Annotation records
:::

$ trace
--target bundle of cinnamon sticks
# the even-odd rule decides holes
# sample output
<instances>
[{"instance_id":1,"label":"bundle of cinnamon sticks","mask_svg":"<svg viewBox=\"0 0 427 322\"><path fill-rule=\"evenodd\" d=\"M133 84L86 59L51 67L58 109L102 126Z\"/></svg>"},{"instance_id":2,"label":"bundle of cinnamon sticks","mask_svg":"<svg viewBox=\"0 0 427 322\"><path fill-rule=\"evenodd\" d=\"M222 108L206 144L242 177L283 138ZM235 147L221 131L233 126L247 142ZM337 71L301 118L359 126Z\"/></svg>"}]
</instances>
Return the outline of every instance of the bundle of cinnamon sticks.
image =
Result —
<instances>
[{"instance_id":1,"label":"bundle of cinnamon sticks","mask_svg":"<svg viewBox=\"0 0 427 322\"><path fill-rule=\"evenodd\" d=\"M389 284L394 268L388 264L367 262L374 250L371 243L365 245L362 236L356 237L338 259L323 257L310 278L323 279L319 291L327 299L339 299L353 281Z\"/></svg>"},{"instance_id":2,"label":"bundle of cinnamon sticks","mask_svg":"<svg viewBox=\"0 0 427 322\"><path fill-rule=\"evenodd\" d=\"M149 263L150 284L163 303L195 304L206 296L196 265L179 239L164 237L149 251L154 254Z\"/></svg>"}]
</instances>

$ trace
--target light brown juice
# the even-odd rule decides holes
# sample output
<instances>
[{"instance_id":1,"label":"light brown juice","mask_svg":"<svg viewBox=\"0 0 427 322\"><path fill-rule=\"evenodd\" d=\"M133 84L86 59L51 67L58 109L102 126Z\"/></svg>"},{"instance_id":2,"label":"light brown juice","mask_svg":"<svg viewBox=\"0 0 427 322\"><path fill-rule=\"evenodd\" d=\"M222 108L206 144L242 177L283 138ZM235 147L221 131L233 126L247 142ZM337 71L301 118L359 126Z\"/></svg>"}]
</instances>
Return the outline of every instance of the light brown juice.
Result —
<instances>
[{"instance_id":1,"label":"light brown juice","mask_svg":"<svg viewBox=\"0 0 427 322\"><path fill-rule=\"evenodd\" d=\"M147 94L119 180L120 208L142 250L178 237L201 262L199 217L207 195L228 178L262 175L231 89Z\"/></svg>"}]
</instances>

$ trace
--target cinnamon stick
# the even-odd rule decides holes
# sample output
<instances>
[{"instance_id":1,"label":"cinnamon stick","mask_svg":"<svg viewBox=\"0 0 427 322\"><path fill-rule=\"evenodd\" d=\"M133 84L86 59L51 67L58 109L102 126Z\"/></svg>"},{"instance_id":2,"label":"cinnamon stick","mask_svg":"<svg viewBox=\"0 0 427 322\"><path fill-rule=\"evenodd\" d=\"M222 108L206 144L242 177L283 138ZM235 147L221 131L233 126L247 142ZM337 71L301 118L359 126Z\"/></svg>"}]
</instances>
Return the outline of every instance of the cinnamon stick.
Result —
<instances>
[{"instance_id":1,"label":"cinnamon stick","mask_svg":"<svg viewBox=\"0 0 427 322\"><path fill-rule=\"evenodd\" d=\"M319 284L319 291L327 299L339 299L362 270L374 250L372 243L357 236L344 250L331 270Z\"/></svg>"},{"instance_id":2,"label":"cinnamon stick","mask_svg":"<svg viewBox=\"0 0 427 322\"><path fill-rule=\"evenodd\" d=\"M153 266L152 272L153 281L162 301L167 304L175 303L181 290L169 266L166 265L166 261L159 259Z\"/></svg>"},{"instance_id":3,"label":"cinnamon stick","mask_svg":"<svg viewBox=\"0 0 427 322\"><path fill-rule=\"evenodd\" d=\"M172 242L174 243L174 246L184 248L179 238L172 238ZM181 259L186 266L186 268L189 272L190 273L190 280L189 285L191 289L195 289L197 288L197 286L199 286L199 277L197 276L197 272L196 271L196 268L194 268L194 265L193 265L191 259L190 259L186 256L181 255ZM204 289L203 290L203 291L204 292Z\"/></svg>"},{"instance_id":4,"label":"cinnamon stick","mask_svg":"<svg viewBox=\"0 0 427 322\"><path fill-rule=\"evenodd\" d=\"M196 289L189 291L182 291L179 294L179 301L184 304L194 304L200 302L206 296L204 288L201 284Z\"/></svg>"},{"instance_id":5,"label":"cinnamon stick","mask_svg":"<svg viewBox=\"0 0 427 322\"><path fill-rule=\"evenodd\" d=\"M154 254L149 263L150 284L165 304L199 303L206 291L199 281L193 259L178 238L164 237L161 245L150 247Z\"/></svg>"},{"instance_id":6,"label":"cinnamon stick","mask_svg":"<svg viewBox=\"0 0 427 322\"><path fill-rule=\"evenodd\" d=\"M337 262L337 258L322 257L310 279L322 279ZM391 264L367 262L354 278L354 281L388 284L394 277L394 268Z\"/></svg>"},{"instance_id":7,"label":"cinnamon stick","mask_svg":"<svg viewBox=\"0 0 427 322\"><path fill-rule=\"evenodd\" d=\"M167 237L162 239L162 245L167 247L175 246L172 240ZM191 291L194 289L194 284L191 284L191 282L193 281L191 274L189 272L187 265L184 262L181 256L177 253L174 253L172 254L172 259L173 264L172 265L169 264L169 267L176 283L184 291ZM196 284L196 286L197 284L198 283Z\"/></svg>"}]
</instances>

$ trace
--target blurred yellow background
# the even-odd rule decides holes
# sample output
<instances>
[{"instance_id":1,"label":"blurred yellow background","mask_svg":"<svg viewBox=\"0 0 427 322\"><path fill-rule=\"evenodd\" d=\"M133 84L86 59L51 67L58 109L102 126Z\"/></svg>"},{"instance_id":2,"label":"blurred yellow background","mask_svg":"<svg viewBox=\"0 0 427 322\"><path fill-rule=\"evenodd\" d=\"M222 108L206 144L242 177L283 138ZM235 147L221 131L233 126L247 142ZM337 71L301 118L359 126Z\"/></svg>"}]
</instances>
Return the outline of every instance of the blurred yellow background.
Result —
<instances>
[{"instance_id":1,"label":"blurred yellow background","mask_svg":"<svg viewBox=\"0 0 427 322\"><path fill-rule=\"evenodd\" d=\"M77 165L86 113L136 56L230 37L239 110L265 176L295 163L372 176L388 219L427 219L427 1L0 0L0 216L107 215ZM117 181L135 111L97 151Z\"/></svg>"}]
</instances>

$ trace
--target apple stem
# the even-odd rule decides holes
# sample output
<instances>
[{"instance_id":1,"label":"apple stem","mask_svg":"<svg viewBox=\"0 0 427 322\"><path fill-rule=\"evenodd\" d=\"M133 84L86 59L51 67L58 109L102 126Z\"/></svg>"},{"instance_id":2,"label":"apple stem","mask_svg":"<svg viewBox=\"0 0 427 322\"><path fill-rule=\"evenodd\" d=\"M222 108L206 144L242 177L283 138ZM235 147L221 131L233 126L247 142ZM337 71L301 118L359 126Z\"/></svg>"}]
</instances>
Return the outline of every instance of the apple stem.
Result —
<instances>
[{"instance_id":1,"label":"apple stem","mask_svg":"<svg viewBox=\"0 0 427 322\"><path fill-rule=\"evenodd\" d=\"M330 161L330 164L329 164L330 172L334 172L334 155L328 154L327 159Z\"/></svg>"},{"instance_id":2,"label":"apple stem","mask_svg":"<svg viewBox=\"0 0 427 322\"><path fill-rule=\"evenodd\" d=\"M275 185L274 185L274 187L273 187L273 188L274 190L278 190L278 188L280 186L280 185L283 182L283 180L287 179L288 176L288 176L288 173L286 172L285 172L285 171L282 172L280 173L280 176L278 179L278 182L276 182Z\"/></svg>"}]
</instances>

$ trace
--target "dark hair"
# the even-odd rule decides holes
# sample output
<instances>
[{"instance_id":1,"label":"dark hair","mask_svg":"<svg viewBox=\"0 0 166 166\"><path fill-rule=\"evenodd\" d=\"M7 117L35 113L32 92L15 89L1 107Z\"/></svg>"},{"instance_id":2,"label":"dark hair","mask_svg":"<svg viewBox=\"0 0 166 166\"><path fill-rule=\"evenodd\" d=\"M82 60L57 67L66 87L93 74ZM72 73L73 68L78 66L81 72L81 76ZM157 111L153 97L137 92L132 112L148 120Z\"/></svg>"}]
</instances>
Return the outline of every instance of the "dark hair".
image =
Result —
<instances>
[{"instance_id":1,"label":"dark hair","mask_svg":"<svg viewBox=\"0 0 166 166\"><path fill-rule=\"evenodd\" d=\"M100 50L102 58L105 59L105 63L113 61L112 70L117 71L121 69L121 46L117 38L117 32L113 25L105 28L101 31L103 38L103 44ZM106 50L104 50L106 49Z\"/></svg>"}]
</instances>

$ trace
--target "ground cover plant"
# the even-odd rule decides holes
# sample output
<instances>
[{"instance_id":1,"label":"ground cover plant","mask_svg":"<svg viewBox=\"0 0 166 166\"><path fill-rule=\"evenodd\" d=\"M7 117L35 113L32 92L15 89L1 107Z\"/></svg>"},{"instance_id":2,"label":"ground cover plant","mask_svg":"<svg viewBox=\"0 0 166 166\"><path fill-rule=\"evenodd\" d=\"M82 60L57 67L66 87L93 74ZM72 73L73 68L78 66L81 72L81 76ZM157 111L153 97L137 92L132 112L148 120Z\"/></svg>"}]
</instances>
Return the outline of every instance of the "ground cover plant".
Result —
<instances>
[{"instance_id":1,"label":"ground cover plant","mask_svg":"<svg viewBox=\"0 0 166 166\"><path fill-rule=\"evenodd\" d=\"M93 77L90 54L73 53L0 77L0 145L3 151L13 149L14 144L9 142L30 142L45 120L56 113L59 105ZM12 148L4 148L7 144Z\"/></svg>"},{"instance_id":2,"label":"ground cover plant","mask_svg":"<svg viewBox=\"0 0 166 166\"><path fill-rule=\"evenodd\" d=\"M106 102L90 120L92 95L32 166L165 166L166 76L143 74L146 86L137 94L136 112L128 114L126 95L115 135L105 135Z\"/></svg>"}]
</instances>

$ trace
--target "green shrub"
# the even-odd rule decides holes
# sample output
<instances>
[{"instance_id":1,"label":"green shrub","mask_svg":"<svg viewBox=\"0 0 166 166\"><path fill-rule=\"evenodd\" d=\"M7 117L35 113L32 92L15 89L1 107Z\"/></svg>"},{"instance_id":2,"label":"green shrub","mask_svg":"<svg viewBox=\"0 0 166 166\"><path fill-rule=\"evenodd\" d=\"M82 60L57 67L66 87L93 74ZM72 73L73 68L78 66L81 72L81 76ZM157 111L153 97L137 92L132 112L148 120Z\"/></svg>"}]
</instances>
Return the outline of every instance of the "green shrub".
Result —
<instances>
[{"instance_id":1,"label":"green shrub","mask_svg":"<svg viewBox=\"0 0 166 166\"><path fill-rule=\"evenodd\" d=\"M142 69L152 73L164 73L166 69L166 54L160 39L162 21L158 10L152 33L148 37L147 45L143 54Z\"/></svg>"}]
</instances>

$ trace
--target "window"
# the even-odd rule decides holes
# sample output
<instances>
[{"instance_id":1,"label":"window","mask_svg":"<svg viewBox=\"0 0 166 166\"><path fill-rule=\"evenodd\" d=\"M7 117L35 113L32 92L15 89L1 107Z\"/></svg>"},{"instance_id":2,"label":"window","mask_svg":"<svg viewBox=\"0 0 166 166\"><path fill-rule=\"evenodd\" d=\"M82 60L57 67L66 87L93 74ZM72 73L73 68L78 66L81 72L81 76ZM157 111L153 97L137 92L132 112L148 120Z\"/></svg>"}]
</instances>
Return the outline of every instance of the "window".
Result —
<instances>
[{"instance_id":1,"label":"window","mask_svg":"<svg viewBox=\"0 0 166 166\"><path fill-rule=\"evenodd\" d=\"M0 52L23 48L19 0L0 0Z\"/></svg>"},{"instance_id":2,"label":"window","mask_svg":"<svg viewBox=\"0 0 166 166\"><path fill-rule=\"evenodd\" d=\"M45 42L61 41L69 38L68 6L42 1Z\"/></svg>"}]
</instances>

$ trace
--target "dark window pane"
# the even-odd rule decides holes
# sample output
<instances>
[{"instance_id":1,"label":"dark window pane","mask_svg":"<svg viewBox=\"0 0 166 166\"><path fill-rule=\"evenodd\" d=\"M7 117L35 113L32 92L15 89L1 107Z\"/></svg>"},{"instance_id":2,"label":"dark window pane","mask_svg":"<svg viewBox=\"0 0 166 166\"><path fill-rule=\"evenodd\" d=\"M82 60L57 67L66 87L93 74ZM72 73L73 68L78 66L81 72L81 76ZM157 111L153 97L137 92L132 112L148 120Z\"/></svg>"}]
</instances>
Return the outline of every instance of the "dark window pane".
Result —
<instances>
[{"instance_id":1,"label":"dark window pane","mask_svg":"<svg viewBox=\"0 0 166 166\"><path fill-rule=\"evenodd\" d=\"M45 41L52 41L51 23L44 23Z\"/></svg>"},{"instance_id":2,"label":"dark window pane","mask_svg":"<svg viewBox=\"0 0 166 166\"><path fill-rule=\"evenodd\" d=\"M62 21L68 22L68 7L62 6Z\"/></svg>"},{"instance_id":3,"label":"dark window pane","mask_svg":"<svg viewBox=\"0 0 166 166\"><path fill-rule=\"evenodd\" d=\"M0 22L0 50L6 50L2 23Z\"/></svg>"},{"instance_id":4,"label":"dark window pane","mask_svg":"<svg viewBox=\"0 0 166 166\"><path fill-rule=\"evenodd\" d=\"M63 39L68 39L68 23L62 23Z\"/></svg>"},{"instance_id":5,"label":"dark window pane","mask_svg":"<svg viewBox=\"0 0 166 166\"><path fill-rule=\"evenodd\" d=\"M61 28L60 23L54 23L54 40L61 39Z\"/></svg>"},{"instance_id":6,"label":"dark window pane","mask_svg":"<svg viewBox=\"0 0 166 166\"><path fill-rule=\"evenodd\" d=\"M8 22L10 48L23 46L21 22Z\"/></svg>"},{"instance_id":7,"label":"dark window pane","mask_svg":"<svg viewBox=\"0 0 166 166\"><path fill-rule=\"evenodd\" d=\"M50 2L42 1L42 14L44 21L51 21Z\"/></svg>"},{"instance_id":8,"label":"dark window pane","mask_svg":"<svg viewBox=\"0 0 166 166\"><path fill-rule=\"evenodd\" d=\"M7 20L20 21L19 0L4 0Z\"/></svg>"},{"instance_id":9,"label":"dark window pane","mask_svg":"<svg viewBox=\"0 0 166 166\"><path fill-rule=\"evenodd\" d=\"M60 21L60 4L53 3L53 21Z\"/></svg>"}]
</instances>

:::

Your instructions: Extract every line from the items above that contains the string "plant", copying each line in full.

Task solution:
--target "ground cover plant"
[{"instance_id":1,"label":"ground cover plant","mask_svg":"<svg viewBox=\"0 0 166 166\"><path fill-rule=\"evenodd\" d=\"M7 117L35 113L32 92L15 89L1 107Z\"/></svg>"},{"instance_id":2,"label":"ground cover plant","mask_svg":"<svg viewBox=\"0 0 166 166\"><path fill-rule=\"evenodd\" d=\"M82 60L57 67L66 87L93 74ZM72 73L73 68L78 66L81 72L81 76ZM157 111L153 97L137 92L132 112L148 120Z\"/></svg>"}]
Return the outline of every instance of the "ground cover plant".
[{"instance_id":1,"label":"ground cover plant","mask_svg":"<svg viewBox=\"0 0 166 166\"><path fill-rule=\"evenodd\" d=\"M93 77L90 54L73 53L0 77L0 145L3 151L13 149L14 144L9 142L30 142L45 120L56 113L59 105ZM12 148L4 148L7 144Z\"/></svg>"},{"instance_id":2,"label":"ground cover plant","mask_svg":"<svg viewBox=\"0 0 166 166\"><path fill-rule=\"evenodd\" d=\"M106 102L90 120L92 95L32 166L165 166L166 76L143 74L146 86L137 94L136 112L128 114L126 95L115 135L105 135Z\"/></svg>"}]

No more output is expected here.